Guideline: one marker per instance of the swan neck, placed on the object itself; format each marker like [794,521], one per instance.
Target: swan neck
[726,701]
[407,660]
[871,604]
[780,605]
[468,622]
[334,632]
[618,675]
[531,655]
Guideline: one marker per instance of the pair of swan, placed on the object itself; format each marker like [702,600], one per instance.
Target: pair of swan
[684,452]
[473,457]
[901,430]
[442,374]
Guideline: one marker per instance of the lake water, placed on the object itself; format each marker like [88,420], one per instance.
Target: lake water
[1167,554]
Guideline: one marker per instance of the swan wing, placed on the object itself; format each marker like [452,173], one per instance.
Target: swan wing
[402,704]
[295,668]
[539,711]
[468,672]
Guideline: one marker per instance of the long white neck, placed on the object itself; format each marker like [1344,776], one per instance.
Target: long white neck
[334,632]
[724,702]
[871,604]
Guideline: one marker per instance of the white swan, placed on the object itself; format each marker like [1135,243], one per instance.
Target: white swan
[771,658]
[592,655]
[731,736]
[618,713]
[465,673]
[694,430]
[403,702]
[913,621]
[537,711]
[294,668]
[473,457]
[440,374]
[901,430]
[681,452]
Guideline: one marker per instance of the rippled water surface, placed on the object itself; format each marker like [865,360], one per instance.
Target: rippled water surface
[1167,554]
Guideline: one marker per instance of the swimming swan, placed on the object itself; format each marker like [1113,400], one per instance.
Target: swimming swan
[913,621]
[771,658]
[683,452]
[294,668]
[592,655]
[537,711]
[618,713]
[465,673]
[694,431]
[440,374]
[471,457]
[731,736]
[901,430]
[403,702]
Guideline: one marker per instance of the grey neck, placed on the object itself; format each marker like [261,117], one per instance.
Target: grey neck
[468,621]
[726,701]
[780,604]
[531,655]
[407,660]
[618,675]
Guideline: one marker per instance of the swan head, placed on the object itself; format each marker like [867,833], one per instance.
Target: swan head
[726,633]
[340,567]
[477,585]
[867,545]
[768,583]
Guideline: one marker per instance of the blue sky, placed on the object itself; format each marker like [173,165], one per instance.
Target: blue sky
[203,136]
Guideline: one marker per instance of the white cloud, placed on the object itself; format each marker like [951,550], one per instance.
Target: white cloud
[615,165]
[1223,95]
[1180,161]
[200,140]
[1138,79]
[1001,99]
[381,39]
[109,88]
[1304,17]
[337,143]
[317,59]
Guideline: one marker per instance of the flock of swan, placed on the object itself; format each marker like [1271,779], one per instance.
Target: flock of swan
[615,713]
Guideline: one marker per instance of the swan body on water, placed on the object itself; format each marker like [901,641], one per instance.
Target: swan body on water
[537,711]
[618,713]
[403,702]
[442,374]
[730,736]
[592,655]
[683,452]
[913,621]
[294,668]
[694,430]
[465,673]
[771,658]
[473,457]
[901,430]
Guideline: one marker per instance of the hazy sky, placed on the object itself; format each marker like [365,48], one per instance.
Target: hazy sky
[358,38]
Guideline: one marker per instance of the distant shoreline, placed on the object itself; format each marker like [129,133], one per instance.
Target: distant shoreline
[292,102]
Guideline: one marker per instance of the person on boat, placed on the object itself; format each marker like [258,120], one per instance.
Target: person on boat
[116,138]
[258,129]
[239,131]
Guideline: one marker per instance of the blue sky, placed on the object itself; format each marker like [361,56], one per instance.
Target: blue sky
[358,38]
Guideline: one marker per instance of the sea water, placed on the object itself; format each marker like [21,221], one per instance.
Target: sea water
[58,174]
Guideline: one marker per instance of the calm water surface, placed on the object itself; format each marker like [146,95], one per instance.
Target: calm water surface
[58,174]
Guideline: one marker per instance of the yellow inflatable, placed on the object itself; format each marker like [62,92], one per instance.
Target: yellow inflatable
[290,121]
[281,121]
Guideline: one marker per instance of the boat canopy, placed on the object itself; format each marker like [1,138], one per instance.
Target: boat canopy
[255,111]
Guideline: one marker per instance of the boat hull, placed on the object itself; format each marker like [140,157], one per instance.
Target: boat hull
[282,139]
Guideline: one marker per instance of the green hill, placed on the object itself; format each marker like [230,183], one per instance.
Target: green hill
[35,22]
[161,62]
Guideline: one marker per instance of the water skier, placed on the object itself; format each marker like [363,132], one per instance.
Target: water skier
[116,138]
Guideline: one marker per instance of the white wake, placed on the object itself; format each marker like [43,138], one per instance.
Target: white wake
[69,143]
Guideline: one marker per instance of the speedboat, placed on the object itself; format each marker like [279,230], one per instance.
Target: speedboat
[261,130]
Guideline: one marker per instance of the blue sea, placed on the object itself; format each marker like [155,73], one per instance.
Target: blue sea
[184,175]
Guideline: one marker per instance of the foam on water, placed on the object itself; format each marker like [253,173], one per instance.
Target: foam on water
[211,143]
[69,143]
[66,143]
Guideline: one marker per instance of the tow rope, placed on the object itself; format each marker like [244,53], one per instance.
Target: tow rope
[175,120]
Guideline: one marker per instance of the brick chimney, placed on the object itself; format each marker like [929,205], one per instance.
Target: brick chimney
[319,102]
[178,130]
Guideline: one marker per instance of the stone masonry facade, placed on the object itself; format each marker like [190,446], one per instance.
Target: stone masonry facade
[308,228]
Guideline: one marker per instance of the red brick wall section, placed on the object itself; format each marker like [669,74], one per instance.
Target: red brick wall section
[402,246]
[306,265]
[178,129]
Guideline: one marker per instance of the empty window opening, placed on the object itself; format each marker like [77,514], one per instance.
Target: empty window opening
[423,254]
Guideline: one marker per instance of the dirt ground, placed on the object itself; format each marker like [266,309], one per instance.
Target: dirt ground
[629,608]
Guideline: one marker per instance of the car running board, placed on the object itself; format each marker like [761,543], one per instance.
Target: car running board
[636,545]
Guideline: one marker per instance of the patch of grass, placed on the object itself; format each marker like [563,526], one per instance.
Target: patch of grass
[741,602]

Task requirements: Edit the records above so that every "Guideline" becomes "Instruction", and leave every other part of the records unchanged.

The solution:
Instruction: one marker per instance of the swan neck, placed on the object itself; format each marker like [794,521], one per instance.
Target: swan neck
[726,701]
[407,660]
[871,604]
[780,605]
[468,622]
[334,632]
[618,675]
[531,655]
Instruction: one marker per instance of the pair of swan, placed on the object itself; format each marker like [702,600], one per instance.
Target: pair of swan
[684,452]
[473,457]
[901,430]
[442,374]
Instruction: one marker per instance of the lake water, placed on the object itself; format each marker like [88,420], one per instance.
Target: lake water
[1167,554]
Instruction: one marker per instance of the swan wing, placed on the object itself; format each marker like [452,173], one per instance.
Target: swan wing
[402,704]
[295,668]
[539,711]
[468,672]
Instruction: one marker per instance of the long white neck, placed on the object itself; format each marker like [1344,776], one per instance.
Target: long white neck
[334,632]
[724,702]
[871,604]
Instruction: one marker per instance of the white swan, placed on the object itself; format each marker like [1135,243], one per instance.
Target: white swan
[771,658]
[592,655]
[731,736]
[618,713]
[465,673]
[694,430]
[403,702]
[913,621]
[537,711]
[294,668]
[473,457]
[440,374]
[901,430]
[681,452]
Instruction: one marker per instance of the rippled water surface, placed on the object itself; format each marker like [865,360], one per instance.
Target: rippled water surface
[1167,554]
Instruction: one marker per instance of the swimming swan, placed on the object itself; format each marker like [1113,400], one per instance.
Target: swimming swan
[913,621]
[771,658]
[683,452]
[294,668]
[592,655]
[537,711]
[618,713]
[465,673]
[694,431]
[440,374]
[471,457]
[731,736]
[901,430]
[403,702]
Instruction: one marker per instance of the grey neck, placed on the object itself; format each marker like [261,117], one per instance.
Target: grey neck
[468,621]
[726,701]
[780,604]
[531,655]
[407,660]
[618,675]
Instruction: one marker per instance of the swan head, placed on the object itself; format each marker like [867,833], one per instance.
Target: swan head
[726,633]
[340,567]
[477,585]
[867,545]
[768,583]
Instruction: one marker per instance of the blue sky, placed on the object itself; format each marker like [173,165], one per instance.
Target: blue sky
[203,136]
Instruction: one marker per instance of the white cloud, placed on the object itself; format each marker like [951,550], one per instance.
Target: white cloud
[615,165]
[1223,95]
[1180,161]
[200,140]
[1138,79]
[1001,99]
[381,39]
[109,88]
[1304,17]
[337,143]
[317,59]
Instruction: one marker per instance of the flock of swan, placed on the object itself; format each marker like [1271,779], one per instance.
Target: flock of swan
[615,713]
Instruction: one marker per instance of the swan body on water, placed on the object itself; format each marker like [901,641], one per instance.
Target: swan body on water
[537,711]
[618,713]
[403,702]
[442,374]
[730,736]
[592,655]
[683,452]
[913,621]
[294,668]
[694,430]
[465,673]
[771,658]
[473,457]
[901,430]
Instruction: one marker per instance of the hazy sky, placed on the object itself; format each marker like [365,48], one per instance.
Target: hazy sky
[358,38]
Instruction: one marker per instance of the distant shoreline, placed on the object itself; format each marker like [129,133], one per instance.
Target: distant shoreline
[292,102]
Instruction: one marker per instance of the person on boat, placed on the object itself; format each marker like [258,120], one per instance.
Target: person on boat
[116,138]
[258,129]
[239,131]
Instruction: one marker per instance of the blue sky, placed on the object itself; format each marker like [361,56], one per instance.
Target: blue sky
[358,38]
Instruction: one marker per instance of the sea water, placed on the object itself; format each marker like [21,221], one per instance.
Target: sea water
[58,174]
Instruction: one marker per instance of the calm water surface, placed on the object itself; format each marker like [146,95], one per instance.
Target: calm water surface
[58,174]
Instruction: one marker per instance of the yellow inflatable, placed on the object itself; format each marker like [62,92], one per instance.
Target: yellow inflatable
[290,121]
[281,121]
Instruction: one marker per instance of the boat canopy, placed on the object itself; format each marker like [1,138], one per instance.
Target: boat canopy
[255,111]
Instruction: one marker per instance of the boat hull, placed on the object itself; format each marker like [140,157], one per instance.
Target: boat hull
[282,139]
Instruction: one marker per instance of the green hill, placed on the object itself; format each marker like [230,183], one per instance.
Target: green hill
[35,22]
[161,62]
Instruction: one marker per instance of the water skier, placed on the object itself; format each marker like [363,132], one per instance.
Target: water skier
[116,138]
Instruction: one marker per instance of the white wake, placed on the object itself; format each marker like [43,138], one per instance.
Target: white wake
[69,143]
Instruction: one marker per instance of the speedboat, placed on the object itself; format each marker like [279,230], one per instance.
Target: speedboat
[261,130]
Instruction: one marker per instance of the blue sea, placed on the object itself; format each marker like [155,73], one per instance.
Target: blue sea
[184,175]
Instruction: one marker per instance of the foam on water, placed on the object itself; format each marker like [253,173], one per instance.
Target: foam on water
[211,143]
[69,143]
[66,143]
Instruction: one marker per instance of the tow rope, placed on the object itself; format each marker like [244,53], one per instance.
Target: tow rope
[175,120]
Instruction: one marker per instance of the brick chimney, placed on the object itself; format each marker like [929,205], one per instance.
Target: brick chimney
[319,102]
[178,130]
Instruction: one marker per instance of the stone masonry facade, placed on the object itself; format each marker like [190,446], one per instance.
Target: stone masonry facade
[308,228]
Instruction: one marker per instance of the red brick wall section, placed on the object itself; format each marker like [669,74], one per instance.
Target: red brick wall section
[402,246]
[306,265]
[178,129]
Instruction: one marker per instance of the empty window opening, placed on the object itself; format each marker like [77,514], one per instance.
Target: empty window opening
[423,254]
Instruction: one marker per instance of the dirt ground, placed on the object itself; format each marker like [266,309], one per instance.
Target: dirt ground
[629,608]
Instruction: one marker per instance of the car running board, placed on the object itself; format each marker like [761,543], one per instance.
Target: car running board
[636,545]
Instruction: one marker per instance of the patch of grass, placed on the object itself; format each marker like [563,526], one per instance.
Target: patch of grass
[741,602]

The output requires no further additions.